## TASK TO COMPLETE
Output as a JSON list of strings, one per line with blank lines omitted, the material starting at the line containing "Q: Point to every instance of the blurred sea" and ending at the end of the material.

## MATERIAL FOR THIS EXERCISE

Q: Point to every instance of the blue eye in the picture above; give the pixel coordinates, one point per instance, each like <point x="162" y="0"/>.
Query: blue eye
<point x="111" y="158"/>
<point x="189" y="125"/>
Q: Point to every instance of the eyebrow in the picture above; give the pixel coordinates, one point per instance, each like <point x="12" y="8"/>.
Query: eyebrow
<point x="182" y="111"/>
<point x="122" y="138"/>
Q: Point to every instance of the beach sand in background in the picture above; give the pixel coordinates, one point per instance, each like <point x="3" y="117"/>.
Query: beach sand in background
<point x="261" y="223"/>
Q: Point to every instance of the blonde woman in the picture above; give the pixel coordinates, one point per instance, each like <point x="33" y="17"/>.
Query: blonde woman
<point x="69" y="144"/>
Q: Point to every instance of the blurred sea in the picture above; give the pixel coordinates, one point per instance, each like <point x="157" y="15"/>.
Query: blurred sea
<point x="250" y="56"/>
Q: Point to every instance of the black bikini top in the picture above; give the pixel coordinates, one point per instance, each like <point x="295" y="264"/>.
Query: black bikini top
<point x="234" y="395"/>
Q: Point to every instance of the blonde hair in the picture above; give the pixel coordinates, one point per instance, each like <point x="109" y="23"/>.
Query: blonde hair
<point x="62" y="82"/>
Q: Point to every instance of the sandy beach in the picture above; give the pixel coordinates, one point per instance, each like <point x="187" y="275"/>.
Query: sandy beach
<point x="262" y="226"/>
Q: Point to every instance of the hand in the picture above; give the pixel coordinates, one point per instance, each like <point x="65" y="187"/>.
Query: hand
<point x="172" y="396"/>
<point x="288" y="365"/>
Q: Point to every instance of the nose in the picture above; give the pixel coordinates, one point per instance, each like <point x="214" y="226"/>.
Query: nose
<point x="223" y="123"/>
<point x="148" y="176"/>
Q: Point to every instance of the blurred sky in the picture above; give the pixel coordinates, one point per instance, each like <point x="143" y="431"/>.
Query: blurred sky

## FINISHED ANSWER
[
  "Q: Point to every instance of the blurred sea in the picture above; give the pixel coordinates, one point per instance, each like <point x=\"157\" y=\"15\"/>.",
  "Query: blurred sea",
  "<point x=\"250\" y=\"56\"/>",
  "Q: Point to every instance of the black bikini top in the picture above; give the pixel coordinates, one point per instance, each like <point x=\"295\" y=\"264\"/>.",
  "Query: black bikini top",
  "<point x=\"234\" y=\"395\"/>",
  "Q: Point to every instance of the blonde hair in the picture above; give the pixel coordinates, one point per instance, each like <point x=\"109\" y=\"23\"/>.",
  "Query: blonde hair",
  "<point x=\"62\" y=\"82\"/>",
  "Q: Point to every instance of the sandy beach in the picture above; give the pixel coordinates, one point per instance, each like <point x=\"187\" y=\"275\"/>.",
  "Query: sandy beach",
  "<point x=\"262\" y=\"226\"/>",
  "Q: Point to every instance of the hand in the picture above; give the pixel coordinates, one point per instance, each like <point x=\"65\" y=\"187\"/>.",
  "Query: hand",
  "<point x=\"172\" y=\"396\"/>",
  "<point x=\"288\" y=\"365\"/>",
  "Q: Point to every instance of the nose in the picture above; give the pixel coordinates, one point per instance, each like <point x=\"214\" y=\"226\"/>.",
  "Query: nose",
  "<point x=\"223\" y=\"123\"/>",
  "<point x=\"148\" y=\"176\"/>",
  "Q: Point to every instance of the blurred sky in the picture above; give the pixel coordinates, one point per instance, each like <point x=\"143\" y=\"431\"/>.",
  "Query: blurred sky"
]